(Required action): What you return must match the listing below exactly.

(Data to examine):
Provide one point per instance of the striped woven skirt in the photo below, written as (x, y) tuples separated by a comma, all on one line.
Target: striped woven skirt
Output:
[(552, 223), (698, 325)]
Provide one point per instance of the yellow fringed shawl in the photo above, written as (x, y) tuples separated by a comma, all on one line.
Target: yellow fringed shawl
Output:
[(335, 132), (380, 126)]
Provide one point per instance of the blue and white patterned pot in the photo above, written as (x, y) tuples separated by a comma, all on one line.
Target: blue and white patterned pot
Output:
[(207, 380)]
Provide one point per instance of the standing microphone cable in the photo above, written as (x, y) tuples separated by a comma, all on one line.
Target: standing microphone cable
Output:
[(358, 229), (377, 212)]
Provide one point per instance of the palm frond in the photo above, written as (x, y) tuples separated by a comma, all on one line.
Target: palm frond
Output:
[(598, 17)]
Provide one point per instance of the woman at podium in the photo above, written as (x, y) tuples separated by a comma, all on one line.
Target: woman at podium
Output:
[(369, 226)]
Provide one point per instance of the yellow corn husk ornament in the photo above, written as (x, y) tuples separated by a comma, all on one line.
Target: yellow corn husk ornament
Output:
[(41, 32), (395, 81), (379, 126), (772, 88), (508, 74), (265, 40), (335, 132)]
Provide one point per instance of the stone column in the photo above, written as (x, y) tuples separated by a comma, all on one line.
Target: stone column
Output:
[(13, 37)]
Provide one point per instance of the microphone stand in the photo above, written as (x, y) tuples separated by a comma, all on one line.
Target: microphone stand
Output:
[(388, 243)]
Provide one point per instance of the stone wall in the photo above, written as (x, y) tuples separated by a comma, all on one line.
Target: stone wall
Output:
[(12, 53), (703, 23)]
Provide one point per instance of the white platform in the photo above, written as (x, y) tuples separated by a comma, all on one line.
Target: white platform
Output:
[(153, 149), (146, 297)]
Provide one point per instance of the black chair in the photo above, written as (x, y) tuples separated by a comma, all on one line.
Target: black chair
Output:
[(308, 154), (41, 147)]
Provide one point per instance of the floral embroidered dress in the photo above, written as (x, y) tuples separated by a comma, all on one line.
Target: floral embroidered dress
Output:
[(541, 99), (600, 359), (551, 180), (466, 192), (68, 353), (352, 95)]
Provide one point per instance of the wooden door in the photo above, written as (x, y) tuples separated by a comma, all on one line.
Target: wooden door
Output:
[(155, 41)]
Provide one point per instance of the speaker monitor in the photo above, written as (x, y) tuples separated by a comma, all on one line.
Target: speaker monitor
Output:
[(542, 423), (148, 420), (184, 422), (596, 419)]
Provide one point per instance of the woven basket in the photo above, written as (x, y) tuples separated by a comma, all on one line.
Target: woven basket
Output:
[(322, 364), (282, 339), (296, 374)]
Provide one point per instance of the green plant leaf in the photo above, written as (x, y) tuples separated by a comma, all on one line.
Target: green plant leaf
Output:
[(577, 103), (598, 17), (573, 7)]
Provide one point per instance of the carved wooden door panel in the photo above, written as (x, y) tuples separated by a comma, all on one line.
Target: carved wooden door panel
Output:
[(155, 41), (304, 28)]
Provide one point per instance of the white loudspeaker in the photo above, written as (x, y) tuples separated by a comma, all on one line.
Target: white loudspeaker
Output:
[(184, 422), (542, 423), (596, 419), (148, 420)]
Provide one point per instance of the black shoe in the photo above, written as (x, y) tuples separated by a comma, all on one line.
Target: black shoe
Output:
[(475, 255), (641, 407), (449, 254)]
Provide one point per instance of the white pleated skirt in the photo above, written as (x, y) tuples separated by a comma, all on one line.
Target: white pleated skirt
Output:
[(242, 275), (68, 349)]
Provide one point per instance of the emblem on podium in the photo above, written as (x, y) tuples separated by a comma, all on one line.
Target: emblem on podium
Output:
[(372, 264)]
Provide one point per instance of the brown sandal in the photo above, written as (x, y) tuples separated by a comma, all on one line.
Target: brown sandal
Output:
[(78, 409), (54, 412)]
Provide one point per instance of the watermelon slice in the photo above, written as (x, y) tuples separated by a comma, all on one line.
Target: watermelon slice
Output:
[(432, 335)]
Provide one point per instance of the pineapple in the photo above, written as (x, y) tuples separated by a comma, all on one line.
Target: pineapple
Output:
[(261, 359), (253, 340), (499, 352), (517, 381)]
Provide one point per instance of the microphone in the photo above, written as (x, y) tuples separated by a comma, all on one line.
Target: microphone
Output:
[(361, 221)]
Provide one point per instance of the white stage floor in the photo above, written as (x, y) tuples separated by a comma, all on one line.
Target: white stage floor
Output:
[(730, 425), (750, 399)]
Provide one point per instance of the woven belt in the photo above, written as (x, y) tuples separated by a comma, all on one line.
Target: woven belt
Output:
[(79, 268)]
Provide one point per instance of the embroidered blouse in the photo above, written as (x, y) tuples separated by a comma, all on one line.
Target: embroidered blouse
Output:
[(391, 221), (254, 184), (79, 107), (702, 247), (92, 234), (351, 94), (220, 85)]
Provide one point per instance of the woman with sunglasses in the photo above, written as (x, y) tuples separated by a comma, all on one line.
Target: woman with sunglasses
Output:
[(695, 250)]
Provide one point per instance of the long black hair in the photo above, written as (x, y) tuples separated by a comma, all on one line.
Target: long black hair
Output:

(Response to the task):
Provide one point per instance of the striped woven skirt in the photo below, written as (x, y) tuples separated by a comma, all on one line.
Target: striped woven skirt
Output:
[(552, 223), (698, 325)]
Provide one point per instance of the yellow fringed shawl in the photo above, written as (x, y) tuples separated by a comma, all on one line.
Target: yellow fringed shawl
Output:
[(335, 132), (380, 126)]
Provide one point per instance of the blue and white patterned pot in the photo above, written as (x, y) tuples separated by a comma, all on one line.
Target: blue and white patterned pot
Output:
[(207, 380)]
Provide one point per instance of the standing microphone cable in the photo above, written as (x, y) tuples separated by a comma, all on one line.
Target: standing microphone cable
Output:
[(358, 229), (377, 212)]
Provide one point per instance of the palm frond in the photo above, written as (x, y) tuples separated by a comma, all on one line.
Target: palm frond
Output:
[(598, 17)]
Provide one point per instance of the woman at podium in the photo above, written as (x, y) tuples separated by a comma, all on one line.
Target: woman at podium
Output:
[(369, 226)]
Provide one point per instance of the yellow corn husk ornament in the photo above, written as (x, y) tuples separated by a comma, all on one line.
Target: yellow corn husk ornament
Output:
[(41, 32), (395, 81), (379, 126), (772, 88), (508, 74), (265, 40), (335, 132)]
Provide one point per instance of the stone column in the photo above, written as (x, y) tuples separated by a comma, all on one line.
Target: stone column
Output:
[(13, 37)]
Provide one point per instance of the microphone stand in the photo above, written as (x, y) tuples separated by a comma, all on one line.
Target: microphone stand
Output:
[(388, 243)]
Provide one point per instance of the stone wall in the photo above, written as (x, y) tuples separated by a comma, all on one line.
Target: stone wall
Output:
[(12, 53), (703, 23)]
Provide one point per instance of the white platform in the photo above, written as (x, y) tuples separated by a comma, all on one line.
Target: white platform
Output:
[(153, 149), (146, 297)]
Provide one point per instance of the black chair in the photo above, written as (x, y) tuples separated by a comma, all on one line.
Target: black chair
Output:
[(308, 154), (41, 147)]
Provide one point per instance of the floral embroidered dress in the photo above, written as (x, y) tuples separated by a comma, all on one line.
Target: floral embroidered dress
Output:
[(541, 99), (600, 359), (551, 180), (466, 192), (68, 353), (352, 95)]
Provide one point per instance of the wooden door in the photo above, written as (x, y) tuples separated by a comma, all on one line.
Target: wooden door
Output:
[(155, 41)]
Provide one point per instance of the speaker monitor in the photo above, written as (x, y) tuples separated by a comma, all on one line.
Target: speaker monitor
Output:
[(542, 423), (148, 420), (184, 422), (596, 419)]
Provide one point per instance of the woven basket in the photo above, written as (x, y) tuples separated by a comma, all on one line.
Target: woven basket
Output:
[(322, 364), (282, 339), (296, 374)]
Provide one point per instance of the green plant leaf in the photo above, written as (x, y) tuples separated by a comma, all on one line.
Target: green plant leaf
Output:
[(577, 103), (598, 17), (573, 7)]
Provide one point per instance of the carved wooden door panel in the photo above, written as (x, y) tuples separated by a comma, all on one line.
Target: carved wooden door panel
Output:
[(155, 41), (304, 28)]
Provide one point per instance of the white loudspeaker in the photo above, written as (x, y) tuples separated by a comma, all on one line.
Target: white loudspeaker
Output:
[(184, 422), (542, 423), (596, 419), (148, 420)]
Provide one point per instance of the black shoe in the photo above, written as (x, y) tuples separated by a comma, all on one line.
Target: black shoe
Output:
[(475, 255), (641, 407), (449, 254)]
Provide one point per instance of the white pleated skirt in the photo above, written as (x, y) tuples separated by a comma, all on one line.
Target: white pleated skirt
Output:
[(242, 275), (68, 349)]
Provide one point per instance of the emblem on podium in the photo above, written as (x, y) tuples separated by a comma, all on one line.
Target: emblem on podium
Output:
[(372, 264)]
Provide one point per instance of the brown sandal in the photo above, written as (x, y) tuples separated by a comma, all on one line.
Target: brown sandal
Output:
[(78, 409), (54, 412)]
Provide one point per instance of the watermelon slice in the photo above, written as (x, y) tuples separated by a comma, all on one line.
Target: watermelon slice
Output:
[(432, 335)]
Provide one point per instance of the pineapple in the photo above, written as (x, y) tuples separated by a comma, all on one line.
Target: pineapple
Output:
[(261, 359), (253, 340), (499, 352), (517, 381)]
Provide one point per instance of the microphone in the photo above, written as (x, y) tuples separated by a comma, all on one line.
Target: microphone
Output:
[(361, 221)]
Provide one point per instance of the white stage floor in the photo above, written as (x, y) tuples separated by a comma, all on one line.
Target: white stage floor
Output:
[(730, 425), (750, 399)]
Provide one point per instance of the woven belt in the photo above, written as (x, y) tuples separated by a comma, all on one line.
Target: woven belt
Output:
[(79, 268)]
Provide one point per instance of the embroidered blouse in the photo above, written as (x, y) tuples separated by a comma, all on one line.
Target: embroidered blouse
Output:
[(391, 221), (254, 184), (79, 107), (702, 247), (92, 234), (351, 94), (220, 85)]
Provide one point per instance of the woman with sunglasses in the photo above, written as (x, y) tuples separated by a comma, all on one line.
Target: woman with sunglasses
Output:
[(695, 250)]
Provide one point per instance of the long black hair in the photo above, written as (x, y) tuples separated by a comma, all on one line.
Target: long black hair
Output:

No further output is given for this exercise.